▶ **Excerpt provided**
▼
Left for the Walking Dead: American Military Cuts and Runs in Season Finale

October 5th, 2015 5:35 AM

In the season finale of Fear the Walking Dead, the U.S. military finally decides to cut its losses and leave L.A. to the undead walkers. And honestly, I can't really blame them. For starters, the finale’s catastrophe is precipitated by the show’s protagonists’ own actions.

In their desperate, and selfish, attempts to “save themselves,” they release thousands of infected walkers from a nearby coliseum to wreak havoc on the military base and their own neighbors. 

The hell is this? Is he turned?

The dead don't use tools, man. Could be infected.

Nice night.

Sir, you're entering a restricted area. Stay where you are. I don't want to have to shoot you, old man.

You should save your ammunition.

Oh, my God! Oh, my God!

Holy shit! Multiple infected northwest corner.

I led them to the north gate, so all the soldiers are distracted. We can go now. We should move.
▲
▶ **Stored data**
▼
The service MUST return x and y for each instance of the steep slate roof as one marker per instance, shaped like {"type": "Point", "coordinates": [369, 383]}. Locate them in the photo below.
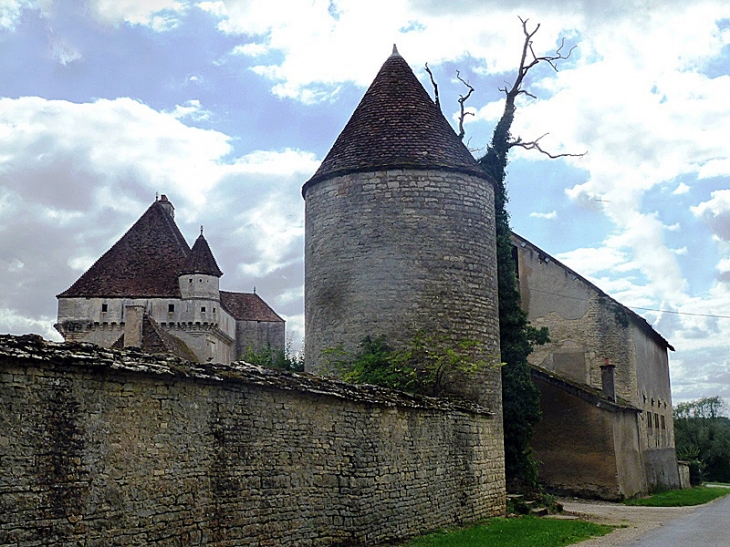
{"type": "Point", "coordinates": [201, 259]}
{"type": "Point", "coordinates": [145, 262]}
{"type": "Point", "coordinates": [396, 125]}
{"type": "Point", "coordinates": [156, 340]}
{"type": "Point", "coordinates": [248, 307]}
▲
▶ **Task list**
[a] Decide whether each statement agrees with the article on the Fear the Walking Dead season finale, answering yes or no and quoting the words of the article that settle it: (i) The U.S. military decides to abandon L.A. in the finale. (ii) The protagonists release the infected walkers from a nearby hospital. (iii) A soldier tells the old man that he is entering a restricted area.
[b] Answer these questions from the article on the Fear the Walking Dead season finale:
(i) What date does the article give?
(ii) In which corner does someone report multiple infected?
(iii) To which gate does the speaker say the infected were led?

▶ **Answers per task**
[a]
(i) Yes: "the U.S. military finally decides to cut its losses and leave L.A. to the undead walkers"
(ii) No: "they release thousands of infected walkers from a nearby coliseum"
(iii) Yes: "Sir, you're entering a restricted area."

[b]
(i) October 5th, 2015
(ii) The northwest corner
(iii) The north gate